As for the software part, FT-1500A runs Linux kylin v3.14.0 and supports the OpenMP programming model (v3.1). But it has no support of OpenCL yet, which prevents us from running the OpenCL-compatible software. Therefore, we take FT-1500A as a case to demonstrate how we customize OpenCL on an ARMv8 multi-core CPU.

## III. DESIGN AND IMPLEMENTATION

In this section, we present the design and the implementation details of OpenCL on FT-1500A. The overall design is shown in Figure 2. Our compiling infrastructure on FT-1500A consists of two parts: the kernel compiler and the runtime system (Section III-B and III-C). The kernel compiler aims to compile the kernels into device-specific binaries, whereas the runtime implements the OpenCL APIs [9].

### A. Overall Mapping

The OpenCL standard allows targeting a large range of accelerating architectures using a single unified programming interface and language. This is achieved by efficiently mapping the OpenCL platform model (Section II-A) to the underlying hardware. Overall, we map each hardware core as a compute unit, each of which further has one processing element. Note that the processing element can deal with a 128-bit vector one time. In this way, work-groups in the NDRange are scheduled to different cores and run in a concurrent manner. All the work-items in the same work-group are executed on the same core sequentially [8]. We



Figure 2. The compiling infrastructure on FT-1500A: (a) shows the overall framework, and (b) showcases an example of performing the work-item loop transformation.

INSTRUCTION A: According to the OpenCL excerpt, which version of the OpenMP programming model does FT-1500A support?
The excerpt and the records come from unrelated sources.

SUPPLIED ENTRIES:
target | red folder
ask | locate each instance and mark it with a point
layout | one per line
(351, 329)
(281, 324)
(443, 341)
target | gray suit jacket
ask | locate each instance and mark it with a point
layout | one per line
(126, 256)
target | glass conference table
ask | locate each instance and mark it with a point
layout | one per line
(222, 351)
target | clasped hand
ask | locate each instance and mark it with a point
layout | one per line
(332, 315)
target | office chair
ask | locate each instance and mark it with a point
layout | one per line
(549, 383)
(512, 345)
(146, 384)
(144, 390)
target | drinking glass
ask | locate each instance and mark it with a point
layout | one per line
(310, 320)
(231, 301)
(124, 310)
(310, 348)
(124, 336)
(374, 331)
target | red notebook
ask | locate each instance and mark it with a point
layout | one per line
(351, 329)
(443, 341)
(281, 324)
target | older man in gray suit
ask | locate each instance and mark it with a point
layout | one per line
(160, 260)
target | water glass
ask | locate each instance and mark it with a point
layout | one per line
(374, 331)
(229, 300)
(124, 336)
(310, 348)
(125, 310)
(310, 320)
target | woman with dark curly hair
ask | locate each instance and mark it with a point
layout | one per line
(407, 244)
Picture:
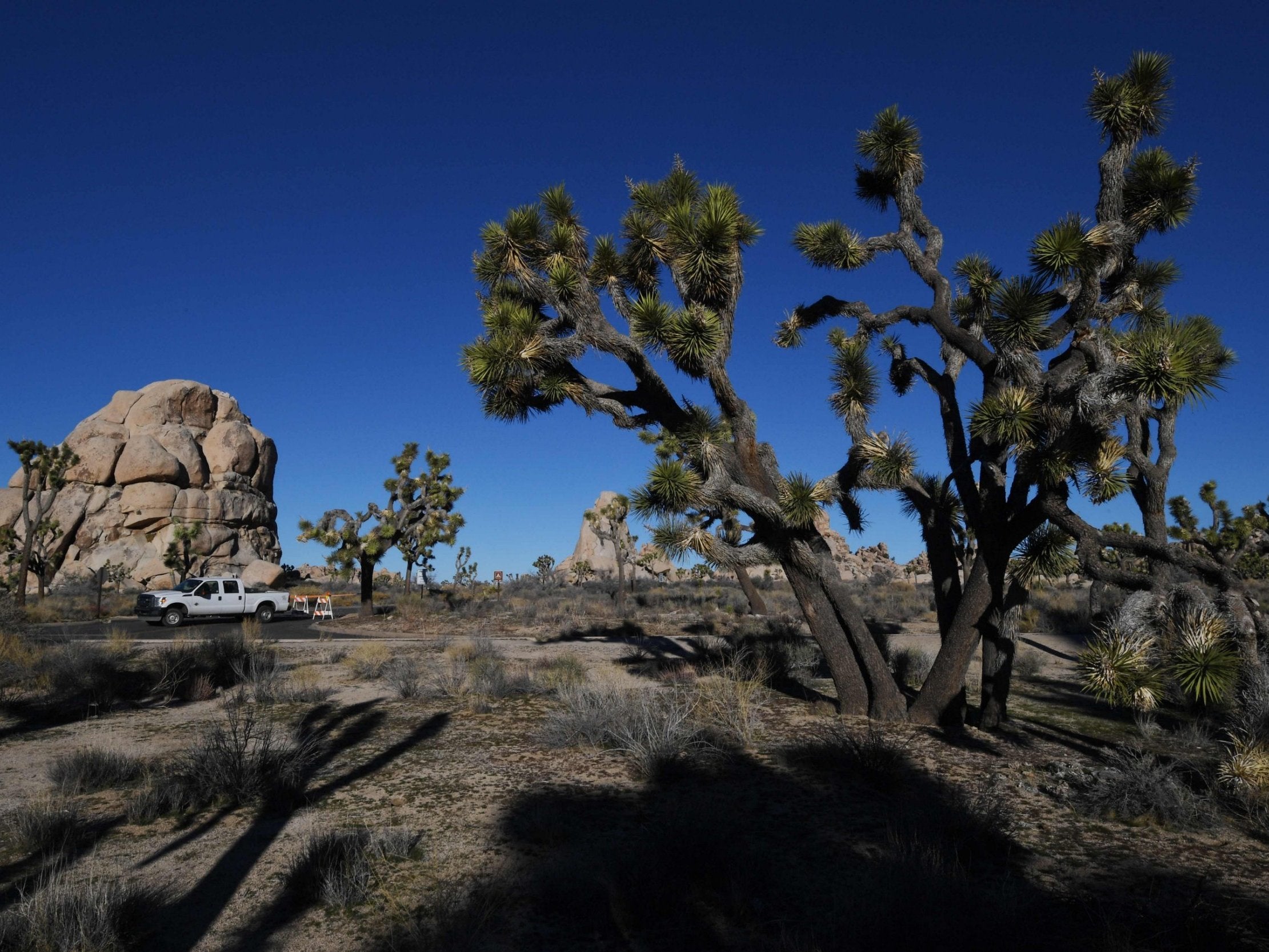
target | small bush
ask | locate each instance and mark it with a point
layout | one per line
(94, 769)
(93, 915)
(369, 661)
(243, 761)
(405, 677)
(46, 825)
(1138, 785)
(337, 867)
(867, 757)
...
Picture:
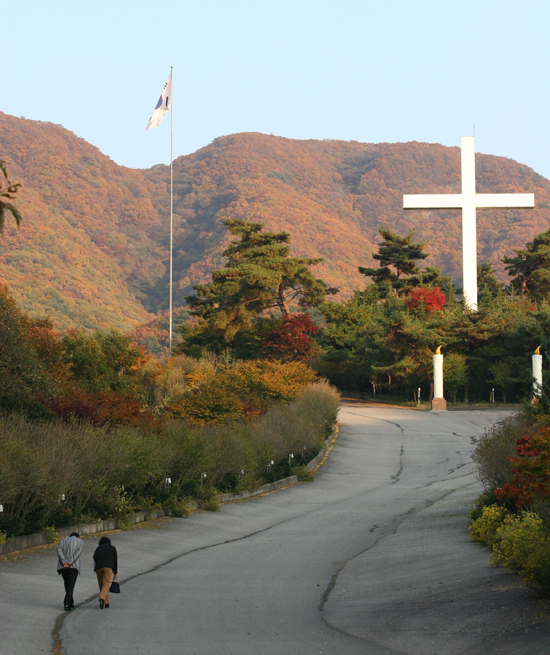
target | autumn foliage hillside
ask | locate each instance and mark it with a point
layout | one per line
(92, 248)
==
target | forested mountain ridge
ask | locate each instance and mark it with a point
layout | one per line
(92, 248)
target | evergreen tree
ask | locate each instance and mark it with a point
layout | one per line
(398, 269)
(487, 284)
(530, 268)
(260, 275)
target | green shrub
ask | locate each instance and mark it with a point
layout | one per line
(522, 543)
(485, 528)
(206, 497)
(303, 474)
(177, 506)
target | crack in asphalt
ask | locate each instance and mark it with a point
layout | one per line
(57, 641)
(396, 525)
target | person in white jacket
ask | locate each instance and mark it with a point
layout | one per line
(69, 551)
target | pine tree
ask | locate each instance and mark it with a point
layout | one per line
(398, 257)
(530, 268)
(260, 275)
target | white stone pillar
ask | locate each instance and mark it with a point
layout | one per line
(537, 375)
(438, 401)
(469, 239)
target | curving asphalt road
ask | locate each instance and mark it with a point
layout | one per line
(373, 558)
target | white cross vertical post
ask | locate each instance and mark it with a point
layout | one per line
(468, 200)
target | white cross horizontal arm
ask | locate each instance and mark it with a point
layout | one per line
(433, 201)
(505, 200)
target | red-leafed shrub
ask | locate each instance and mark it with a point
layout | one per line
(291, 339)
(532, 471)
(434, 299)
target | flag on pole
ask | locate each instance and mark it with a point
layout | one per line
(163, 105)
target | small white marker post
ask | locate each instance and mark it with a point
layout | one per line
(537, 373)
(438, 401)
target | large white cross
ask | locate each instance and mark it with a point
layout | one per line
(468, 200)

INSTRUCTION B: Pick out every line of the records that contains the string "shrub", and copy each one. Letter case matters.

EXERCISE ANSWER A: Version 3.1.

EXERCISE ANSWER B:
target | green shrub
target | red-leafed shrub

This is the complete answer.